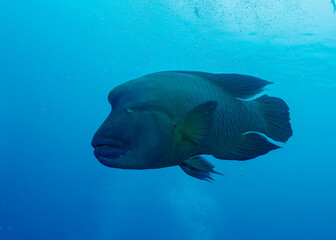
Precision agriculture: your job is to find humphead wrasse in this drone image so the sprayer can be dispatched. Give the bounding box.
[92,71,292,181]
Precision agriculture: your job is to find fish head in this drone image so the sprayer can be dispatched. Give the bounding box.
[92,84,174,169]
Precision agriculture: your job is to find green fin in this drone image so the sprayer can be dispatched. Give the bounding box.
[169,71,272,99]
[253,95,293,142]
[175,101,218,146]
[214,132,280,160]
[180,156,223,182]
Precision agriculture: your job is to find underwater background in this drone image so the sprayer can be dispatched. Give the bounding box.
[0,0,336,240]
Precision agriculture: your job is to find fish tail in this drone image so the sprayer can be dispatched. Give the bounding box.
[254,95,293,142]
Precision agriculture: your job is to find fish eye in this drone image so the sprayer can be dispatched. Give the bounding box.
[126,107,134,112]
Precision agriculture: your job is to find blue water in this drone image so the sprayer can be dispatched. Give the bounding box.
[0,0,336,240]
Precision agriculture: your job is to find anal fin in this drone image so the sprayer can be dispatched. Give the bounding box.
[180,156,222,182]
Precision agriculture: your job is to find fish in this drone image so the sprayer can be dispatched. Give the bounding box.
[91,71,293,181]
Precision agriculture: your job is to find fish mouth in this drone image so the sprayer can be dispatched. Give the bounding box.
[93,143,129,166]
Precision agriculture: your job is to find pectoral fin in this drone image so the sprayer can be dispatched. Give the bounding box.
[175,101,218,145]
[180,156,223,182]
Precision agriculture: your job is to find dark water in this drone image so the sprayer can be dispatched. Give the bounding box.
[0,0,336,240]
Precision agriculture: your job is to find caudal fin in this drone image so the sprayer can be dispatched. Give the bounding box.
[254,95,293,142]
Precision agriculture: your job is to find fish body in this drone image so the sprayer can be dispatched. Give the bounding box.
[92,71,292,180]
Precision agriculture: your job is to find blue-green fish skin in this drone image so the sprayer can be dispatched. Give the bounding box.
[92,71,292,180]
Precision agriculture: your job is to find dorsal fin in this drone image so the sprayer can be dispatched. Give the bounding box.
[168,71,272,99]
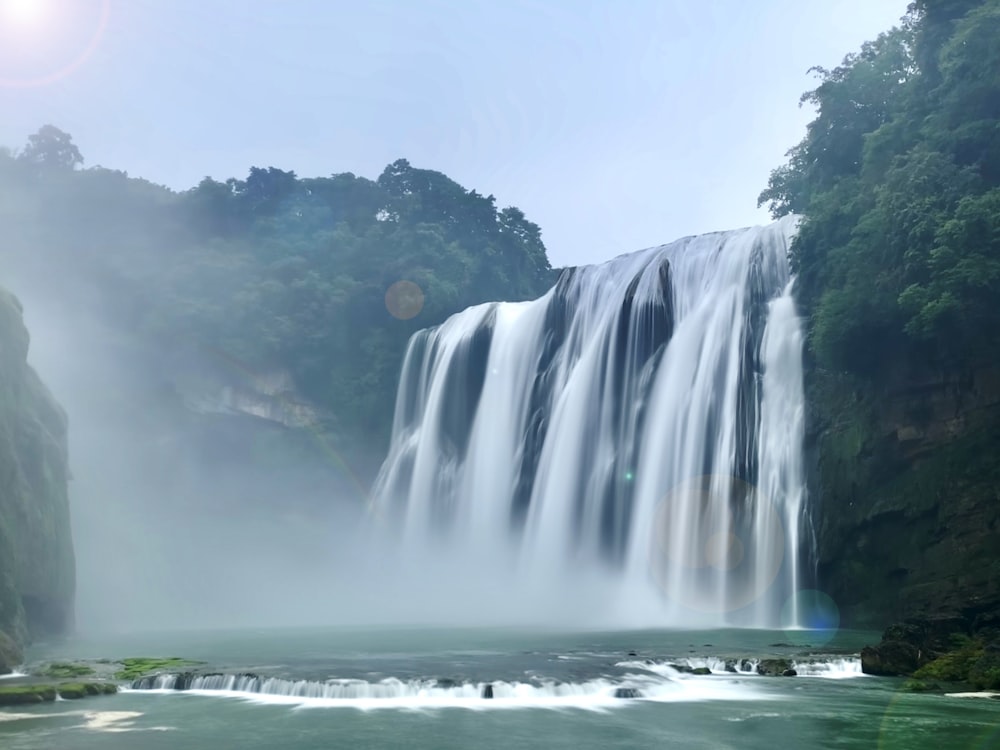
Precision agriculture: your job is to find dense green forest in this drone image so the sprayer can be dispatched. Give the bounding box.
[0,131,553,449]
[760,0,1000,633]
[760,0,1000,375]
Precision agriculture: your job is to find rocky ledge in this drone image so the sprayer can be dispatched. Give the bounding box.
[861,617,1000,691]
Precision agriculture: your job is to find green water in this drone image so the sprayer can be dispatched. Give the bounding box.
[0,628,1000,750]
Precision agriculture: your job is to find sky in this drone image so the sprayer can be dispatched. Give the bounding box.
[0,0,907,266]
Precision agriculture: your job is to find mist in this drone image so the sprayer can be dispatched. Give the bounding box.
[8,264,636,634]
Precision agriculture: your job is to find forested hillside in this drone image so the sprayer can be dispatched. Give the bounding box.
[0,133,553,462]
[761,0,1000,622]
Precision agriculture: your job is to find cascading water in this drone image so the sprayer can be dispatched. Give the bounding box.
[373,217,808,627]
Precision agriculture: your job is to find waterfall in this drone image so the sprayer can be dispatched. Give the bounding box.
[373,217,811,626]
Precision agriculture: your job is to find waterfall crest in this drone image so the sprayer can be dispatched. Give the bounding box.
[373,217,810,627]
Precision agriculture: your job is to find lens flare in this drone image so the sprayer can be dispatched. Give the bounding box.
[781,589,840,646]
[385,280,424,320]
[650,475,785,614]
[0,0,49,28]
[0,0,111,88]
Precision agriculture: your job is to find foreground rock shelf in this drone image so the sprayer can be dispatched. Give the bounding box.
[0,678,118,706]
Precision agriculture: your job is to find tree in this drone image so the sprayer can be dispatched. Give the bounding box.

» Problem description: Rescale the listing from the line containing "Precision agriculture: your job is to find mist" through its final line, both ends included, giving every line again with the requests unchanged. Multiply each bounding-box coordinate in the answers by 2.25 and round to whole numbers, rounding halves up.

» Complete answer:
Precision agriculture: your job is to find mist in this drone image so the sprayer can be dispatched. Give the bounding box.
[18,594,1431,1427]
Precision agriculture: your job is to find forested hillside in this drone image so the sprayer can be dispatched. Give the bounding box.
[0,299,1244,1040]
[1712,0,2250,1400]
Precision agriculture: your job is to find cascading water in this drone image so the sprayer can be dispatched. Give the bounding box.
[839,488,1818,1411]
Precision agriculture: your job is to find waterfall in this drone image so the sprayer can be dispatched. Give the bounding box.
[839,488,1825,1409]
Precision agriculture: your job is to find waterfall crest in this drone image so the sprayer can be dispatched. Give the bounding box.
[839,488,1823,1411]
Precision agriculture: your job is to find lens flare in this drone image so the sprayer can be dispatched. Give the bounding box.
[1757,1325,1890,1454]
[866,630,954,720]
[1463,1069,1766,1382]
[0,0,110,63]
[0,0,250,198]
Precision agriculture: your job is to find foreground rock shelf in this drone image so the sprayer can be dispatched. Give the bounding box.
[0,1526,266,1589]
Precision agriculture: your job is to find tree in this drone image so the sprayer can be dispatched. Give the bounding box.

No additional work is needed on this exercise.